Problem:
Entries follow. Return each line that contains the word "coordinates".

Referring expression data
+===+

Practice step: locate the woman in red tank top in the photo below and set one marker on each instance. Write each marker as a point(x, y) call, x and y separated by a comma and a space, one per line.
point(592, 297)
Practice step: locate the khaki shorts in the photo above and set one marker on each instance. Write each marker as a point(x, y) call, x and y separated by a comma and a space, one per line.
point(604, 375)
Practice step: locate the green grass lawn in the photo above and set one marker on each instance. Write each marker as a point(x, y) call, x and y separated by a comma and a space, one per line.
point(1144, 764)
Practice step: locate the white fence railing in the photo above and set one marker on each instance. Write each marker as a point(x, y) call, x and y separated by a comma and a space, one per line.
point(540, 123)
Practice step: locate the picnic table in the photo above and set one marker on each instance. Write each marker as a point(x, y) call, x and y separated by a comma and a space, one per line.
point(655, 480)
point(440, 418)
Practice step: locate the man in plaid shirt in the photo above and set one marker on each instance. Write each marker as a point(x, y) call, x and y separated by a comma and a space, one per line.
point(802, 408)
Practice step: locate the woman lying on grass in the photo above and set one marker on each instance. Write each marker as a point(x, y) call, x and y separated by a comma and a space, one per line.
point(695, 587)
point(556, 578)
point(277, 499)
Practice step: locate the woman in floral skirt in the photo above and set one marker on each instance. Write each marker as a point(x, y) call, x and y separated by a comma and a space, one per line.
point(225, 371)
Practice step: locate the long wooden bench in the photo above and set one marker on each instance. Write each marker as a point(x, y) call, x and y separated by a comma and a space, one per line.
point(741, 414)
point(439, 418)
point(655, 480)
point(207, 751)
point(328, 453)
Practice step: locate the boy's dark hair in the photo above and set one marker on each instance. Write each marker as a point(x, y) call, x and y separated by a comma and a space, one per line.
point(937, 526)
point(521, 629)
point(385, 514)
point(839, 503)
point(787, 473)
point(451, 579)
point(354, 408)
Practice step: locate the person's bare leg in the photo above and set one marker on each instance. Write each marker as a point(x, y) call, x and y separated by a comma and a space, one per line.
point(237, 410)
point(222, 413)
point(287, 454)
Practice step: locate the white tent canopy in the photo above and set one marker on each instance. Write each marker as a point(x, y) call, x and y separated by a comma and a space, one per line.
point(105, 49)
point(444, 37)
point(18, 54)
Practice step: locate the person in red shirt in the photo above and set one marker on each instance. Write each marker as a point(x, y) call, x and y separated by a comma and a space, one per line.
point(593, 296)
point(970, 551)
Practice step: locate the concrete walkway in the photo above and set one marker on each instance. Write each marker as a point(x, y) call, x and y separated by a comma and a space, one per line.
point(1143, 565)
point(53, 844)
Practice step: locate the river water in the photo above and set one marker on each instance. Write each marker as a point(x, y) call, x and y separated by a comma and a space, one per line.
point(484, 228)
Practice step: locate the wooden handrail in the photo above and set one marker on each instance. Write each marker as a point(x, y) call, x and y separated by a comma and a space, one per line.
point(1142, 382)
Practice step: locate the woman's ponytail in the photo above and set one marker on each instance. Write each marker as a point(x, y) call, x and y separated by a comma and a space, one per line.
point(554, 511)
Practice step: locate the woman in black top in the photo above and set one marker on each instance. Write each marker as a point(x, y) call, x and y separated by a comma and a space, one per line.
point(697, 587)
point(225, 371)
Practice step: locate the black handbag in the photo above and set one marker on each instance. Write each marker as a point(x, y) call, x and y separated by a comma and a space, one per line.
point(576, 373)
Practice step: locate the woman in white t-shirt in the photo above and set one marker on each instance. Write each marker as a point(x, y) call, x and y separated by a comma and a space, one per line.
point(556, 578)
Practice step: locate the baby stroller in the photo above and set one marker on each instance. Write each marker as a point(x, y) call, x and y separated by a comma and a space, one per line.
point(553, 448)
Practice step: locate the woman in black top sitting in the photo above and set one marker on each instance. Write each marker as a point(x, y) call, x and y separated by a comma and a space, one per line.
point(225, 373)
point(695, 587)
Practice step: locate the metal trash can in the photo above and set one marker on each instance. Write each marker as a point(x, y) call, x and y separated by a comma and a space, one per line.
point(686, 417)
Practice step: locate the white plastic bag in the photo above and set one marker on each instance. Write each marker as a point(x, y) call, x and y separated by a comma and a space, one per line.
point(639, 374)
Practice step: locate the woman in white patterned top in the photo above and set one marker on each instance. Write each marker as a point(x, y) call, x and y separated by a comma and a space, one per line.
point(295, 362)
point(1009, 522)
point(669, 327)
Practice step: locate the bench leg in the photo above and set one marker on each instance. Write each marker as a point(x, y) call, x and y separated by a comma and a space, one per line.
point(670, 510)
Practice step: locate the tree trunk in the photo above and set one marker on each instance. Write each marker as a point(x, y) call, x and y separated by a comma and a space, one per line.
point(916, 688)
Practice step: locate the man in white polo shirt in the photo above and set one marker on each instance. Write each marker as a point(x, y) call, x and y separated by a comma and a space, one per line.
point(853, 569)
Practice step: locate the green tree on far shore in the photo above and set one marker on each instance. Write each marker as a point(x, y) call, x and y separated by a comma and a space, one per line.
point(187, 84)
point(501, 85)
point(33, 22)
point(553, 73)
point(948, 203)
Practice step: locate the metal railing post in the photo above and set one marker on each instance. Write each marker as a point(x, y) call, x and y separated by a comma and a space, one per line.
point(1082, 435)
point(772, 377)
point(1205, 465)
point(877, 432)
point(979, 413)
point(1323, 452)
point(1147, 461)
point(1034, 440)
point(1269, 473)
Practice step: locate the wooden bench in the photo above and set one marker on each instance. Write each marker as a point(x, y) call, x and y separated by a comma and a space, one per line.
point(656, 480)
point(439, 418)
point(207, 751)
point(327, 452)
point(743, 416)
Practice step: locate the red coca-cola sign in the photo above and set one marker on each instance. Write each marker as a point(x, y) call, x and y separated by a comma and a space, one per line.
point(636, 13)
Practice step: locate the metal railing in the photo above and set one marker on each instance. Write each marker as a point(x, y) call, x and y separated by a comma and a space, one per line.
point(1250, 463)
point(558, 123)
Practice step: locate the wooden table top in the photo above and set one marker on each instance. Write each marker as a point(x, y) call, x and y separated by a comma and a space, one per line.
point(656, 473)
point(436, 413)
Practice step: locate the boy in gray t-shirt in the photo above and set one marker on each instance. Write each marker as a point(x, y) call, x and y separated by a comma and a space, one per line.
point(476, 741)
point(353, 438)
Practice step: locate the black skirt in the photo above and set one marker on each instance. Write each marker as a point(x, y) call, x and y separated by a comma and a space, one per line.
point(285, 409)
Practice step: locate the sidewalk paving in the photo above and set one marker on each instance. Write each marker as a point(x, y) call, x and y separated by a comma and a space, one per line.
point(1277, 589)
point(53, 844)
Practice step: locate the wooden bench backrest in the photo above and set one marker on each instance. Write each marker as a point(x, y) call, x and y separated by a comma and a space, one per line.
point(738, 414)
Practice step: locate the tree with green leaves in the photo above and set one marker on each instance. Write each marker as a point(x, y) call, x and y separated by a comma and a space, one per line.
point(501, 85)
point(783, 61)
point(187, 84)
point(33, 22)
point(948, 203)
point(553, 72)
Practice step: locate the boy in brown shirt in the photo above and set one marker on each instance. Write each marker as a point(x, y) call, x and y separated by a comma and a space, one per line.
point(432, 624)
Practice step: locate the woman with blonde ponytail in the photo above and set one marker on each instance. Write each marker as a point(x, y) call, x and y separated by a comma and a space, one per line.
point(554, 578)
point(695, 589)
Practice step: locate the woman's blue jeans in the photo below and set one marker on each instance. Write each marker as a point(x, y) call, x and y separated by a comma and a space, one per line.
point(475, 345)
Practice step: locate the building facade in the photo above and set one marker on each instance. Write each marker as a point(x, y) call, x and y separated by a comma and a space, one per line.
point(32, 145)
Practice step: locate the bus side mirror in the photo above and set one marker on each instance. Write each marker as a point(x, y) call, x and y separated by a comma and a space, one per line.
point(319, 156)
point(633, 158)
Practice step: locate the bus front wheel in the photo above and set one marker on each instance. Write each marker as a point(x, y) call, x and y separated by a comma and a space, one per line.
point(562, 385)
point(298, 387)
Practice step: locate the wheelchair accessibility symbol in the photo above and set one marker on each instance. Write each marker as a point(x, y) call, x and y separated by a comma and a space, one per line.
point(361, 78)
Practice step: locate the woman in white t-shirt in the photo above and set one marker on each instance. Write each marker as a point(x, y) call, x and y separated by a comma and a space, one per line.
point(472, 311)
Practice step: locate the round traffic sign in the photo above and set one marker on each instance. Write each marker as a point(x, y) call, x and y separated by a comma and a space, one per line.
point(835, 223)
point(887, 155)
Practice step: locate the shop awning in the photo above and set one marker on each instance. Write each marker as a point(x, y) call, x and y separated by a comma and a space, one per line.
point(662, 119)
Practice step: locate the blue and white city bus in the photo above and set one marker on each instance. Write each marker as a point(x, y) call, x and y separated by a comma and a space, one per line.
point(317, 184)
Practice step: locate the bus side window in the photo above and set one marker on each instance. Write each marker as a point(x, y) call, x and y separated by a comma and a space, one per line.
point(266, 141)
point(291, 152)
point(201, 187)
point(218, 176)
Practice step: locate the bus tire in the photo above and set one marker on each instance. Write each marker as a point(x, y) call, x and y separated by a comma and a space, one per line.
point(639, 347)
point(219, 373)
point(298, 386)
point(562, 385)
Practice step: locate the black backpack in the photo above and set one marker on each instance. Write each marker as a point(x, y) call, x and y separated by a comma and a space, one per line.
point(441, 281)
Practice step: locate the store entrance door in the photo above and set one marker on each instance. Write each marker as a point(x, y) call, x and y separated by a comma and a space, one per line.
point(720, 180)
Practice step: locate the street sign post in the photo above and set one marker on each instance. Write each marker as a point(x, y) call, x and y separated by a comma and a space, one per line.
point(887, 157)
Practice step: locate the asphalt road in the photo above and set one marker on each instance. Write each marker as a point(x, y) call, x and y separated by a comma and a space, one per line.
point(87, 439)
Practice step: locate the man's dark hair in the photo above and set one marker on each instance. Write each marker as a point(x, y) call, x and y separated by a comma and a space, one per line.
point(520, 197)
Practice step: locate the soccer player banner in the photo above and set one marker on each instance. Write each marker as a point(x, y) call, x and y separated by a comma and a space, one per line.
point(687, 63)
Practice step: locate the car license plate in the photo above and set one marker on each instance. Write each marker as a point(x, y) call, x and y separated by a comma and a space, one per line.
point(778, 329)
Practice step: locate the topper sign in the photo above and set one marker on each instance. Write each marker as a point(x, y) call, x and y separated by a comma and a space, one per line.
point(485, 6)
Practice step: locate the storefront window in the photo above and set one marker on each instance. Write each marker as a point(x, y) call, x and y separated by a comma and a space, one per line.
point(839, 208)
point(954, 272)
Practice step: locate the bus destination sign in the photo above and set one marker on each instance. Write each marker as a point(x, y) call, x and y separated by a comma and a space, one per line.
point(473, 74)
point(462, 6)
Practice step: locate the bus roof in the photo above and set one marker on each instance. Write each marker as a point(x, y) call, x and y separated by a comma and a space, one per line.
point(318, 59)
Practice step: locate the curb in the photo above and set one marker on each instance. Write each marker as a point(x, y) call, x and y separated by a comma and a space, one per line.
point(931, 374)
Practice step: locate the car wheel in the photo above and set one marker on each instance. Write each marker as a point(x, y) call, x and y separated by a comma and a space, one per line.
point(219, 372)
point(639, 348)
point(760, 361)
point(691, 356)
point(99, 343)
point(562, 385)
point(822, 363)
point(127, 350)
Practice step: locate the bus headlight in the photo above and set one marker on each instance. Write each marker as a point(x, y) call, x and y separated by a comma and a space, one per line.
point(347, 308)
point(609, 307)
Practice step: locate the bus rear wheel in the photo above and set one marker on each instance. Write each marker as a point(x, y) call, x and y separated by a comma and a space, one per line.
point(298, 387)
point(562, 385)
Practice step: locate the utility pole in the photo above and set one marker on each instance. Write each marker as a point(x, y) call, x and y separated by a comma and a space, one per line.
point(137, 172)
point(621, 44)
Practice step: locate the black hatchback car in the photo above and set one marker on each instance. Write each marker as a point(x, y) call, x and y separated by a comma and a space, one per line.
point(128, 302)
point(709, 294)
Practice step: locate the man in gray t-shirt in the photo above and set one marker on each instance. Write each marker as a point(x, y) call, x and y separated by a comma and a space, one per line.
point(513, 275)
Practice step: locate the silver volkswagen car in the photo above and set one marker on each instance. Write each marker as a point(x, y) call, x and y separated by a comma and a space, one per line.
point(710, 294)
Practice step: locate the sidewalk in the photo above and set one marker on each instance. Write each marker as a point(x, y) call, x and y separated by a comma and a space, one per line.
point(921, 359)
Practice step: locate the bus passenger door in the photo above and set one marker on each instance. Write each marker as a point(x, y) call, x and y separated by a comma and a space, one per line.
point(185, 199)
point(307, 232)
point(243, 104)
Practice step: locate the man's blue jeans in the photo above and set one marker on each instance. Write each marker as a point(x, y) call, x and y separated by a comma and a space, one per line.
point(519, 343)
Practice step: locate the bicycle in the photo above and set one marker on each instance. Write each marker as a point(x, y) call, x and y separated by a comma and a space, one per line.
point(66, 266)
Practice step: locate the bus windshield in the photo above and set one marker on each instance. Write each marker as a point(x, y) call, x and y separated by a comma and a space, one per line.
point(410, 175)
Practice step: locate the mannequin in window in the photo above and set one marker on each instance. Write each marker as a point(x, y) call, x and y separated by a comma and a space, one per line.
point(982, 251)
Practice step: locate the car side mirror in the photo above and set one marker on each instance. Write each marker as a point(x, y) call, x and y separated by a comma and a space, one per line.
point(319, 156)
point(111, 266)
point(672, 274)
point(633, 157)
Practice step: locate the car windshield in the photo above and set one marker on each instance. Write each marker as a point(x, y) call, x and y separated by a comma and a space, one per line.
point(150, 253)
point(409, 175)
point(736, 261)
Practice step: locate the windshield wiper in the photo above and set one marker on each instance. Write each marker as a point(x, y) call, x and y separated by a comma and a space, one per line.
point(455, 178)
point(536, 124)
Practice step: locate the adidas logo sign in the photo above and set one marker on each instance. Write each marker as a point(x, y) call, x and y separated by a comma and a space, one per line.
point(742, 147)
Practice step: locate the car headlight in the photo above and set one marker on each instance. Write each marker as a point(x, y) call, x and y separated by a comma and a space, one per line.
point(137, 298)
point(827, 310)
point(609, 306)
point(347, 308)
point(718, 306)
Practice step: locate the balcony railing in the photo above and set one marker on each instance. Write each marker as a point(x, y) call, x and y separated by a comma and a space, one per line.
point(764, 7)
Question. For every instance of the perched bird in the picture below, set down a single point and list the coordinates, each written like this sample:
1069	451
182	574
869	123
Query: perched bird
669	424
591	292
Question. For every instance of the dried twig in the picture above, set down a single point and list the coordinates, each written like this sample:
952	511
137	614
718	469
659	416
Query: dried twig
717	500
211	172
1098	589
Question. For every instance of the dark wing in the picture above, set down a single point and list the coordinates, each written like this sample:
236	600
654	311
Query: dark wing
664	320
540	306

+===+

Finished task:
Question. For every instance of the perched bird in the picture below, set down a single point and list the coordinates, each written like this sample:
Question. For every instance of the dried twig in the picture above, set down a single point and list the coordinates, each written like this sample:
Question. For every instance of the dark wing in the picture above, set down a single point and list the coordinates, each written like this sample:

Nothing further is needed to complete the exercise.